== PASSAGE TO READ ==
The short answer: no. The long answer: no, he can’t, and he won’t. I’ve already laid out my argument on this, e.g. here, and am not going to do so again, except to make a couple of points—that I’ve been arguing on social media since yesterday—and link to good analyses and commentaries since Indiana for those who are interested. E.g. in one exchange yesterday on a third-party thread, I responded to a comment by a knowledgeable French observer, who submitted that both Trump and Cruz could possibly defeat Hillary, with this

I respectfully disagree… The polls have showed Clinton beating both Trump and Cruz by similar margins (the latest poll has HRC at +13 over Trump, +10 over Cruz). There is, in any case, no way Trump will win the election (or that Cruz could have had he stayed in the race and gone on to win the nomination). If one wishes to argue that these two Republicans could win in November, I’d like to hear how they do it: what 2012 Obama states they would flip to get over 270 EVs and what the demographics of their victorious coalition would be, i.e. what Obama voters they would attract? I’m sorry but I do not see it.

He replied by bringing up working class voters in Pennsylvania, Ohio, Indiana, and Wisconsin. My rejoinder

So you think white working class voters in WI and PA who went for Obama in 2012 and ’08—and for Kerry and Gore against Bush, and for Bill Clinton both times—will, for some mysterious reason, suddenly defect to Trump in 2016? But why would this happen? Pour mémoire, PA has not voted Republican in a presidential election since 1988 and WI since ’84. There is, in any case, no polling data to suggest that Trump can flip these two states, or OH for that matter. It doesn’t make sense. As for IN, this is normally a Republican state (’08 was an aberration), but in which Hillary and Bernie together received more votes than did Trump yesterday (and I assure you, hardly any of those Bernie voters will go for Trump this November). And whatever new WC votes Trump picks up in November will be more than offset by moderate Republicans—and, above all, women—who will defect to Hillary.

In any case, the white WC vote is neither monolithic nor significant enough to move national election outcomes. And any white WC voters inclined to vote Trump have already been voting R for years now.

For more on this, see Nate Silver on “The mythology of Trump’s ‘working class’ support,” in which he informs us that “[Trump’s] voters are better off economically compared with most Americans.”

As for other good analyses and commentaries:

President Trump? Not likely,” by Drake University law professor Anthony J. Gaughan, in The Conversation. The lede: “The GOP nomination may be Trump’s, but the general election is another story.”

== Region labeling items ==
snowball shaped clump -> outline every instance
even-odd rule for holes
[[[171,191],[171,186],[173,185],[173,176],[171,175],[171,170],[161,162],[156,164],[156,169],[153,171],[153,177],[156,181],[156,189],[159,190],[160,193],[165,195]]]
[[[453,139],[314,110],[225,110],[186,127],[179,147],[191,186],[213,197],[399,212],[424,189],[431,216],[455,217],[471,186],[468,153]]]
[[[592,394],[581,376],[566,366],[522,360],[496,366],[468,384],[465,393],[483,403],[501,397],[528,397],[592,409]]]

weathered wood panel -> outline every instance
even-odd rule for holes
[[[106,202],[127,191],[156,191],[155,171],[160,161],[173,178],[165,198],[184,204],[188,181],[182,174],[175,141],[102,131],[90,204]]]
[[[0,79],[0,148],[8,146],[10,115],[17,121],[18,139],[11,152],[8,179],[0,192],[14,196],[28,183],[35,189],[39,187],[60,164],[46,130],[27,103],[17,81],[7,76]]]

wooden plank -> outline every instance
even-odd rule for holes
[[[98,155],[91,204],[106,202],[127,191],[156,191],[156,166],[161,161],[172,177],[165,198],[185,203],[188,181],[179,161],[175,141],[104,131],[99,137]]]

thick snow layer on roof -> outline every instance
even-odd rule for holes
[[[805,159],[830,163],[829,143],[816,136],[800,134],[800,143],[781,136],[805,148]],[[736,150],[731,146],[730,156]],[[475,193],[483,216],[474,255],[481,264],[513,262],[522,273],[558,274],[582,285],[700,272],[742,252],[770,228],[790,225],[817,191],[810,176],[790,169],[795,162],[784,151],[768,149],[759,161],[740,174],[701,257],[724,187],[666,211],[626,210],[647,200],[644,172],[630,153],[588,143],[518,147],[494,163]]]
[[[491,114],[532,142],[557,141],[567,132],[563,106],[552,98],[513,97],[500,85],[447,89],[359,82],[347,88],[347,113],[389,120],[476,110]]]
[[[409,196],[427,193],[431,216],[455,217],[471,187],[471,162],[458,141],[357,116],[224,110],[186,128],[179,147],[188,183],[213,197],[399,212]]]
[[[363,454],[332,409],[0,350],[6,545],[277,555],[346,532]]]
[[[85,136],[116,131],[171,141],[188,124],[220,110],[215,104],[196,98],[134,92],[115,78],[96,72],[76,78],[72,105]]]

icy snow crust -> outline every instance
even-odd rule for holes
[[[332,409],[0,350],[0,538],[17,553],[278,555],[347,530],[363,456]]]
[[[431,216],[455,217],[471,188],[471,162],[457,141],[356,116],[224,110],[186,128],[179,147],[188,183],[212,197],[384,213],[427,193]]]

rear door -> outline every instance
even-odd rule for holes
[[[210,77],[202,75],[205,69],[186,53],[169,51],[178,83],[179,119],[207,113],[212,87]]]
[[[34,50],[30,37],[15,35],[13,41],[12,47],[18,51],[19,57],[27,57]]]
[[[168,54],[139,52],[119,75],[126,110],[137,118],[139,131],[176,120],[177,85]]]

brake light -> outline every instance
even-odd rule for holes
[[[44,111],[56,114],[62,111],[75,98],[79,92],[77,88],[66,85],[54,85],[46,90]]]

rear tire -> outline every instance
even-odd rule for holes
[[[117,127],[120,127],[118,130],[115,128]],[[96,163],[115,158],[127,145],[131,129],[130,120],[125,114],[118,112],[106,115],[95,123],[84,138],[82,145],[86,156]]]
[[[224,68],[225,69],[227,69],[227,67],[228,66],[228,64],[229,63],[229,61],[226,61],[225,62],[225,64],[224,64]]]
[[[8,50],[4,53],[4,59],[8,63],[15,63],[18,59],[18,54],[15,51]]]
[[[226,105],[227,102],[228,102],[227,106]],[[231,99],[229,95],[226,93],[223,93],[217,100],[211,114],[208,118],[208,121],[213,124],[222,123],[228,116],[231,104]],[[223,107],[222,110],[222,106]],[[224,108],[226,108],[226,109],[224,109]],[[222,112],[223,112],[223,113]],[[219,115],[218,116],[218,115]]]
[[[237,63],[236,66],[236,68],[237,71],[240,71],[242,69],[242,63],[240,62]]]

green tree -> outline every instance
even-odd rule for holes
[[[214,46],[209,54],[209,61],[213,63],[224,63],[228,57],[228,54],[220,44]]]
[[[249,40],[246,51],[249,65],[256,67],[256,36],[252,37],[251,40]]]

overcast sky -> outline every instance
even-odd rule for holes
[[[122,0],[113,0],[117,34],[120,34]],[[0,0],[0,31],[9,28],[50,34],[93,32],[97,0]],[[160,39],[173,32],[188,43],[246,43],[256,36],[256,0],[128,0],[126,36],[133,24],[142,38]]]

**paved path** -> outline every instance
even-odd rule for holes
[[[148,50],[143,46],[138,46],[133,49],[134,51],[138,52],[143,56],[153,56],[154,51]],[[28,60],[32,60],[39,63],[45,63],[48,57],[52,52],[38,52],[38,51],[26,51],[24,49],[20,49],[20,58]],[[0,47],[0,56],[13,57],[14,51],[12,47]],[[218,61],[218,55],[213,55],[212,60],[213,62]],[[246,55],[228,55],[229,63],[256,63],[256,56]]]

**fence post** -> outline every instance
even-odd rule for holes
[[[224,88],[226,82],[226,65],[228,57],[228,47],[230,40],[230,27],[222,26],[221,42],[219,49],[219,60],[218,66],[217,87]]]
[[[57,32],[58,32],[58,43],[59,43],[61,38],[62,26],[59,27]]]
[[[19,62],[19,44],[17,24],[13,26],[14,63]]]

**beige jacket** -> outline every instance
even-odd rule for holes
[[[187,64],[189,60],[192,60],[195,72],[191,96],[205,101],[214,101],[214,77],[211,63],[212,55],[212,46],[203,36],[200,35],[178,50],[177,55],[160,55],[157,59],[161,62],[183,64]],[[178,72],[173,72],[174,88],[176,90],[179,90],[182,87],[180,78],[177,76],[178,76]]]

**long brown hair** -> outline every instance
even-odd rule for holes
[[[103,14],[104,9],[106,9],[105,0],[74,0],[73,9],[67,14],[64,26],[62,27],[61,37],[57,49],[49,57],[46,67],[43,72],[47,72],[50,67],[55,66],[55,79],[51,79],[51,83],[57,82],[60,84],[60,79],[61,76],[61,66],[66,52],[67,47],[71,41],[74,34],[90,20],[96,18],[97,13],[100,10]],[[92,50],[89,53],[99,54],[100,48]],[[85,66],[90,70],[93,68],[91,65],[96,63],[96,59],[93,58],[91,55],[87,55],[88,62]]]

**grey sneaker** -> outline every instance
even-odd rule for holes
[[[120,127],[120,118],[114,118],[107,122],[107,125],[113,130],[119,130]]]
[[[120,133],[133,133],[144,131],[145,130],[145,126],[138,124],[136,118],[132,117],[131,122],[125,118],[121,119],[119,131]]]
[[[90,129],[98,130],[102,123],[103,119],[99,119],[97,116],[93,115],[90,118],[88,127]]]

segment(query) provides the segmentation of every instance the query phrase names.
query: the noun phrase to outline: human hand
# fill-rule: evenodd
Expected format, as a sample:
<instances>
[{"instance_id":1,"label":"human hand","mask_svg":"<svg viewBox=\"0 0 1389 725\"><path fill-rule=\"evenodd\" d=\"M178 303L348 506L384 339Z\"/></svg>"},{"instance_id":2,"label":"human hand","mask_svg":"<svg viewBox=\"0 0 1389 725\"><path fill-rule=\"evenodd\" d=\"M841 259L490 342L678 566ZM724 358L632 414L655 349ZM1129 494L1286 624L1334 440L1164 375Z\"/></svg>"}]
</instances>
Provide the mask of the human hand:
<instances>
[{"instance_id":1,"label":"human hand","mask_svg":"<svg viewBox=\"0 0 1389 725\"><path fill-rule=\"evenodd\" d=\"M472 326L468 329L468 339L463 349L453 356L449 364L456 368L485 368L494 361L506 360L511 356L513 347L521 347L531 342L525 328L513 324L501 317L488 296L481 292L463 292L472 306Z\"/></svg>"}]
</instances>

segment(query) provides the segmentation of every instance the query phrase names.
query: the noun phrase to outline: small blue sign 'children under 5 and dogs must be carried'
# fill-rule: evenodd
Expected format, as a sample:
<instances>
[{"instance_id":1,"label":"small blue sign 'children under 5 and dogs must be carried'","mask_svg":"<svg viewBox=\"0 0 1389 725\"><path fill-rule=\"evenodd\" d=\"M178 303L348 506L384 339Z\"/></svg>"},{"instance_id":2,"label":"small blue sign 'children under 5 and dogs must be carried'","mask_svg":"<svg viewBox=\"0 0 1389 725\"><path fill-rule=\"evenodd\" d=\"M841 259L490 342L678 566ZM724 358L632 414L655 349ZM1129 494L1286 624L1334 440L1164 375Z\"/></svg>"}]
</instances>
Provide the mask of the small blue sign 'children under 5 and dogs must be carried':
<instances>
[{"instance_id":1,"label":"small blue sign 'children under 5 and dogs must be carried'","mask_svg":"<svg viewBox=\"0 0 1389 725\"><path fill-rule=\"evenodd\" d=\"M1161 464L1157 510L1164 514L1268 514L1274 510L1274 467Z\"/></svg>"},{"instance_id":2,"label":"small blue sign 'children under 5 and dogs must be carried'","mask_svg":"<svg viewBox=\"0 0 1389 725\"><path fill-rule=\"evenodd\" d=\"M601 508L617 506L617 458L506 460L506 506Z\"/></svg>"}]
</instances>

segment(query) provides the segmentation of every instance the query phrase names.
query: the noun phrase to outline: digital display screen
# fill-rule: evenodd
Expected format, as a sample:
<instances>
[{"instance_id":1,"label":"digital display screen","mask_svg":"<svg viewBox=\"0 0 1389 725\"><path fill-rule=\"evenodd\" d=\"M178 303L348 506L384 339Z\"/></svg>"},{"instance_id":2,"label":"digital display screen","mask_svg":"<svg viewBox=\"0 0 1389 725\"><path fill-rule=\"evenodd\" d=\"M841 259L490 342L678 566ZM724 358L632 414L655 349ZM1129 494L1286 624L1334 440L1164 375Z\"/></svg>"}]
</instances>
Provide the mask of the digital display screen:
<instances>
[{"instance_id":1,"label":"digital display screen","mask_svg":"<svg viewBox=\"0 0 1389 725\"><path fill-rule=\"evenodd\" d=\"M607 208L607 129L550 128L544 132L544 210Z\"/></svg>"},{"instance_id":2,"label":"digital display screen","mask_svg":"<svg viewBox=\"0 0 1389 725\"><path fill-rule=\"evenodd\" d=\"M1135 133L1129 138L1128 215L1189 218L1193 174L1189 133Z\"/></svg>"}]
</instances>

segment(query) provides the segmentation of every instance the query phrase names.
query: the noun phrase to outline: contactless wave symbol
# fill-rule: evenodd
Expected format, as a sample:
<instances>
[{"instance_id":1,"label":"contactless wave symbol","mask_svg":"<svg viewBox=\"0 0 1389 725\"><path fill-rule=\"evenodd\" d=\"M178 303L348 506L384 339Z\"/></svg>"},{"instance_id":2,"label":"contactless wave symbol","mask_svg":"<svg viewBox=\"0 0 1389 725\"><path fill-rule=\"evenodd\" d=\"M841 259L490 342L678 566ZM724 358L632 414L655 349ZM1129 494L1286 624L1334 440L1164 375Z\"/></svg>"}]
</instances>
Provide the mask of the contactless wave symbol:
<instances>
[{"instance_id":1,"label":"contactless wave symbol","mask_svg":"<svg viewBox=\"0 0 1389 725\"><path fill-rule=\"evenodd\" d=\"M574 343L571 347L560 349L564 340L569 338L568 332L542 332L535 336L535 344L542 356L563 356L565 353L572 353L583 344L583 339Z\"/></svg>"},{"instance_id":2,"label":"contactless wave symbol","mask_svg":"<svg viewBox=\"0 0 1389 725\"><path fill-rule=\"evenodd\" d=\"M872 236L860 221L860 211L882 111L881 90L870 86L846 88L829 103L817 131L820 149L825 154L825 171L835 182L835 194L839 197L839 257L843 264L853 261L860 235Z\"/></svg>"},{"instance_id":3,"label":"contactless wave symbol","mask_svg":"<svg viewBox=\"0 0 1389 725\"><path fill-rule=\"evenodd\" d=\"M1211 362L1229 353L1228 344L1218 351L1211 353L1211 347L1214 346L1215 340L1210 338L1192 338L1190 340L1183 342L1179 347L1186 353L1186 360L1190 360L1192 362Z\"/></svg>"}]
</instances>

== TASKS FOR THIS EXERCISE ==
**A)** Please extract the stretch of the passage on Trump's general-election chances starting at "So you think" and ending at "defect to Hillary.".
**B)** Pull out each line of the entries that contains the string "under", treating uppercase and lowercase as different.

== EXERCISE SOLUTIONS ==
**A)**
So you think white working class voters in WI and PA who went for Obama in 2012 and ’08—and for Kerry and Gore against Bush, and for Bill Clinton both times—will, for some mysterious reason, suddenly defect to Trump in 2016? But why would this happen? Pour mémoire, PA has not voted Republican in a presidential election since 1988 and WI since ’84. There is, in any case, no polling data to suggest that Trump can flip these two states, or OH for that matter. It doesn’t make sense. As for IN, this is normally a Republican state (’08 was an aberration), but in which Hillary and Bernie together received more votes than did Trump yesterday (and I assure you, hardly any of those Bernie voters will go for Trump this November). And whatever new WC votes Trump picks up in November will be more than offset by moderate Republicans—and, above all, women—who will defect to Hillary.

**B)**
query: the noun phrase to outline: small blue sign 'children under 5 and dogs must be carried'
[{"instance_id":1,"label":"small blue sign 'children under 5 and dogs must be carried'","mask_svg":"<svg viewBox=\"0 0 1389 725\"><path fill-rule=\"evenodd\" d=\"M178 303L348 506L384 339Z\"/></svg>"},{"instance_id":2,"label":"small blue sign 'children under 5 and dogs must be carried'","mask_svg":"<svg viewBox=\"0 0 1389 725\"><path fill-rule=\"evenodd\" d=\"M841 259L490 342L678 566ZM724 358L632 414L655 349ZM1129 494L1286 624L1334 440L1164 375Z\"/></svg>"}]
Provide the mask of the small blue sign 'children under 5 and dogs must be carried':
[{"instance_id":1,"label":"small blue sign 'children under 5 and dogs must be carried'","mask_svg":"<svg viewBox=\"0 0 1389 725\"><path fill-rule=\"evenodd\" d=\"M1161 464L1157 510L1164 514L1268 514L1274 510L1274 467Z\"/></svg>"},{"instance_id":2,"label":"small blue sign 'children under 5 and dogs must be carried'","mask_svg":"<svg viewBox=\"0 0 1389 725\"><path fill-rule=\"evenodd\" d=\"M601 508L617 506L617 458L506 460L506 506Z\"/></svg>"}]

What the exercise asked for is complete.